◆ Text to read:
Anybody remembers MetaCreations Canoma released in 1999?
Worked also with only one photo.
Extending this into using known 3rd party geometries of identifiable objects instead of reconstructing by hand seems like a very logical extension in retrospect.
As cited in the paper and by Canoma this 1996 paper by Paul Debevec is really where it all started: Modeling and Rendering Architecture from Photographs:
A hybrid geometry- and image-based approach
Darn, it looks like it won't be long before photo editing software can
(1) Find stock models for all objects in a scene
(2) Align them perfectly
(3) Let you manipulate them arbitrarily
(4) Render an output picture with all the changes applied that is virtually indistinguishable from a real photograph.
Once this happens (and it doesn't look like it'll take long) photography will no longer be an accurate reference for knowledge about the real world.
Still not there for me. The devil is in the detail - the sauce and the strawberries in the food picture, the books in the desk picture. Also, I still haven't seen a rendering of a human being that looks genuinely photorealistic.
I used to love that technology was pushing towards this point when I was a kid. Now it scares me. Maybe I'm getting old..
I stand by that what I've mentioned looks fake (especially the strawberries and the sauce) but I think that would be a great exercise. Your brain believes what it expects. I had the expectation that these were renderings so it was easy to pick out flaws.
The are very good. Knowing they're renderings though, you can see it in the face and hair.
DanBC made an interesting comment - it would interesting to see renderings like these in a double blind test with photographs and see how well they stack up.
Those are pictures of an adult, not a child. When you use the word "girl" to describe an adult woman you're implicitly belittling her. Don't be that guy.
> Those are pictures of an adult, not a child. When you use the word "girl" to describe an adult woman you're implicitly belittling her. Don't be that guy.
Sorry, I'm not a native English speaker (so I'm not confident enough to downvote or anything), but your judging this use of “girl” as female version of “boy”, ignoring the overall mode of expression, doesn't seem adequate. I would have no objections if thomaseng's comment was more formal:
> I would consider these pictures of a girl quite lifelike
But it's not.
If I were the author, and the pictures were of a man, I'd totally say “guy”. Once you flip the gender, “guy” seems to become “girl”, not “woman”. (Again, given the overall informal style used.)
And as for the word “guy”, it doesn't sound in any way belittling a grown-up man (and you just used it yourself).
I would say that the male equivalent of "girl" is "boy", not "guy".
The English language is often unhelpful in that exact equivalents of the word you want that exist for one gender don't exist for the other, or else carry other connotations. Master vs Mistress for instance.
The real-time V-Ray raytracing is slow because it is very high quality -- it is doing real global illumination with no precalculations, favoring quality over speed.
It would be cool if the position and rotation would be synchronized between the two, so I could choose a nice view in the Real-Time tab and switch over to Photo Realistic to get the raytraced version.
It works that way in the editor (although you need a Clara.io account and you need to be logged in) if you set up multiple viewports with the same camera.
You just described holy grail in 3D vision, AI and robotics. Being able to make sense of the world from a 2D image is one of the cornerstones for building artificial brain.
Reminds me of the Running Man (1987) scene where, in supposed real-time, a video production editor synthetically composes Arnold Schwarzenegger's and Jesse Ventura's characters together in a deathmatch. One would have to go from rigid-component origami birds on static frames in this CMU paper to semi-solid human figures on moving frames in the movie. 3D models of famous actors' bodies are already made for special effects, painstakingly rendered and composited together in batch mode.

◆ Directions:
1 > In the forum thread on 3D modeling from photos, whose 1996 paper is said to be where it all started?
2 > Pull a passage word for word from the forum thread on 3D modeling from photos. Begin at the words "The English language" and stop after "quality over speed.".

◆ Supplied records:
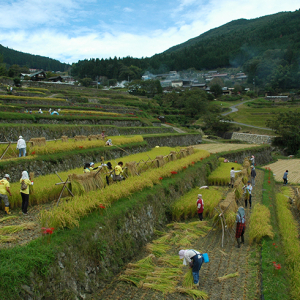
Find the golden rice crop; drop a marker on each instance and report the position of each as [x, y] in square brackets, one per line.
[67, 214]
[260, 224]
[46, 190]
[221, 176]
[16, 228]
[186, 206]
[289, 235]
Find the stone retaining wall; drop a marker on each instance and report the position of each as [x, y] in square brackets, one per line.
[252, 138]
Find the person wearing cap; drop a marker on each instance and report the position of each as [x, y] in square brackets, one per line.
[248, 189]
[253, 175]
[194, 259]
[89, 167]
[21, 146]
[285, 175]
[200, 206]
[25, 183]
[4, 191]
[240, 225]
[232, 176]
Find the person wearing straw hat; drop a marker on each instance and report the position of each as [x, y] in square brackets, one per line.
[4, 190]
[25, 183]
[21, 146]
[240, 225]
[195, 260]
[232, 176]
[200, 206]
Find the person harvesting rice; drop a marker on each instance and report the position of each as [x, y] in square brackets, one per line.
[240, 225]
[195, 261]
[200, 207]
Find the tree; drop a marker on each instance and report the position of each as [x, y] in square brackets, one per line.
[216, 89]
[286, 125]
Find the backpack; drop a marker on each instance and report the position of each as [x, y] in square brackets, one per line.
[23, 185]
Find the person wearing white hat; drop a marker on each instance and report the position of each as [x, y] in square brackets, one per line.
[4, 190]
[194, 259]
[21, 146]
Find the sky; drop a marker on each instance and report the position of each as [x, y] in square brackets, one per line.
[72, 30]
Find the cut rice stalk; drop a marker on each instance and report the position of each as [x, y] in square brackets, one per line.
[188, 280]
[7, 239]
[8, 218]
[228, 276]
[196, 294]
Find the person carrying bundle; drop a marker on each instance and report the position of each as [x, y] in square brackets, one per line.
[240, 225]
[4, 190]
[88, 167]
[195, 260]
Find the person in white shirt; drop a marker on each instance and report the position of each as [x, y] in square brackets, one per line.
[232, 176]
[21, 146]
[195, 260]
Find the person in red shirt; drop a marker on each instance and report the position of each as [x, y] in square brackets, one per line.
[200, 206]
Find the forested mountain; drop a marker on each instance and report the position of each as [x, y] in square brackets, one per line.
[12, 57]
[267, 48]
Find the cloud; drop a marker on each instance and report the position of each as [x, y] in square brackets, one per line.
[47, 29]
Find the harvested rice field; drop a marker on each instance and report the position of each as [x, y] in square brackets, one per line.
[215, 148]
[242, 265]
[279, 167]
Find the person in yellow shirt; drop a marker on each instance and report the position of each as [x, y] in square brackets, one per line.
[4, 191]
[118, 172]
[25, 183]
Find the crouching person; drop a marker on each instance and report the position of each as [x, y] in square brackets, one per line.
[195, 261]
[4, 191]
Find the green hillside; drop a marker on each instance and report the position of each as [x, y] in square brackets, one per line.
[13, 57]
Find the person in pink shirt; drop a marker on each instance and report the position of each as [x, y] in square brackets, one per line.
[200, 206]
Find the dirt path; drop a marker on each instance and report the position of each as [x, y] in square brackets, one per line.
[223, 261]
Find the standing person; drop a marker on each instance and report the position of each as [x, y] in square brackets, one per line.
[248, 190]
[4, 190]
[118, 172]
[25, 183]
[285, 175]
[253, 175]
[21, 145]
[240, 225]
[232, 176]
[200, 206]
[195, 260]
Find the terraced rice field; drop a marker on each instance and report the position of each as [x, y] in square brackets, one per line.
[215, 148]
[279, 167]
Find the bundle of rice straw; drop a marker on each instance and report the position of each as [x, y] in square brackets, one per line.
[160, 161]
[80, 138]
[38, 141]
[64, 138]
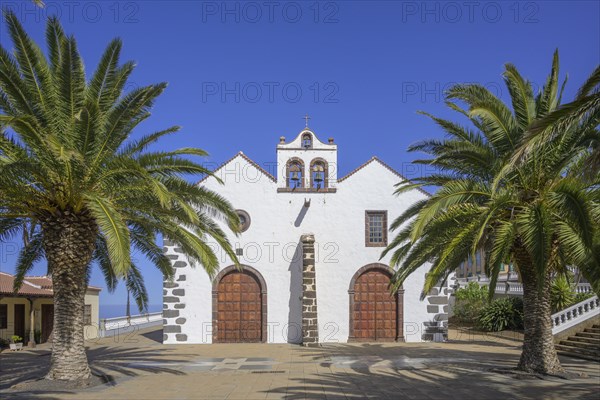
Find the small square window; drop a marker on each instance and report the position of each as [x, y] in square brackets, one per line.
[3, 316]
[376, 228]
[87, 314]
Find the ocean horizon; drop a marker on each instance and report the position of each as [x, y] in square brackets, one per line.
[120, 310]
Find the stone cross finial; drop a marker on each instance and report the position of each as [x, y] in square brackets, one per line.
[306, 118]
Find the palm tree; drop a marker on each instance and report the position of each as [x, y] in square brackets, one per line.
[535, 214]
[69, 167]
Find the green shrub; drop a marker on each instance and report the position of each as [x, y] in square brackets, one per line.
[561, 293]
[470, 300]
[579, 297]
[501, 314]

◆ Solution set:
1 > Paul Debevec's paper, "Modeling and Rendering Architecture from Photographs: A hybrid geometry- and image-based approach."

2 >
The English language is often unhelpful in that exact equivalents of the word you want that exist for one gender don't exist for the other, or else carry other connotations. Master vs Mistress for instance.
The real-time V-Ray raytracing is slow because it is very high quality -- it is doing real global illumination with no precalculations, favoring quality over speed.